Records provided ▸
>>>

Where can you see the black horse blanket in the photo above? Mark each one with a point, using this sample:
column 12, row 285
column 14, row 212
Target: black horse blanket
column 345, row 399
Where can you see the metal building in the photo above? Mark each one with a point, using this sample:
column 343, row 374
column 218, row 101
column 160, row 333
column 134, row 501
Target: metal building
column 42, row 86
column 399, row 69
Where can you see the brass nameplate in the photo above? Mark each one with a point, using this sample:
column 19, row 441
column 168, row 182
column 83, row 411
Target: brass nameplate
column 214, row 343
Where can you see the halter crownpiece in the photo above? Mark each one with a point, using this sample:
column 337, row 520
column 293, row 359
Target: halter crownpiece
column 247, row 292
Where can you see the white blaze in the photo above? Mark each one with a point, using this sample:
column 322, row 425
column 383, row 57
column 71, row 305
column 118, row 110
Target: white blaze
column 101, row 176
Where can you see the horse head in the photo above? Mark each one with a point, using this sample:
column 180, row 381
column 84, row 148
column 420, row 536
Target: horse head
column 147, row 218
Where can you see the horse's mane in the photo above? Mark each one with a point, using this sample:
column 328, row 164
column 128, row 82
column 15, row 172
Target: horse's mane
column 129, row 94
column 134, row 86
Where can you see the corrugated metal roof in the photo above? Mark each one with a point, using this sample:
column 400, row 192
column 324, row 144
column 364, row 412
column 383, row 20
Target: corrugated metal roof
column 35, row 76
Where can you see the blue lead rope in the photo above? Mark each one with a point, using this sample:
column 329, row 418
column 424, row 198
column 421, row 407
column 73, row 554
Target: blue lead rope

<<<

Exactly as written, transcribe each line of the data.

Where can you see the black horse blanket in the photo above? Mark each one with a point, using this sample:
column 12, row 285
column 14, row 212
Target: black horse blanket
column 345, row 399
Where can you see the metal building in the photo above? Mark each one with a point, using this sample:
column 343, row 374
column 218, row 101
column 160, row 333
column 134, row 501
Target: metal building
column 42, row 86
column 399, row 69
Where can you see the brass nameplate in the photo above? Mark each one with a point, using this sample:
column 19, row 441
column 168, row 182
column 83, row 411
Target: brass nameplate
column 214, row 343
Where can you see the halter crownpiece in the photo above? Mark each one with a point, using this sample:
column 337, row 520
column 293, row 359
Target: halter crownpiece
column 247, row 292
Where can you see the white blaze in the photo above? Mark each one with a point, using this sample:
column 322, row 425
column 383, row 57
column 71, row 305
column 118, row 110
Target: white blaze
column 101, row 176
Where can you see the horse head in the photo above? Mark each one with a point, using this sample:
column 180, row 381
column 84, row 148
column 420, row 536
Target: horse head
column 147, row 218
Where can you see the horse's mane in the photo above? Mark each one with a point, using this sample:
column 328, row 164
column 128, row 82
column 15, row 172
Target: horse's mane
column 129, row 94
column 134, row 86
Where can you see the corrugated metal roof in the photo above? Mark each one with a point, using this sample:
column 400, row 192
column 324, row 144
column 364, row 412
column 383, row 20
Target: corrugated metal roof
column 35, row 76
Where can you see the blue lead rope in the photo above? Mark each one with a point, using this sample:
column 329, row 418
column 424, row 198
column 421, row 407
column 73, row 554
Target: blue lead rope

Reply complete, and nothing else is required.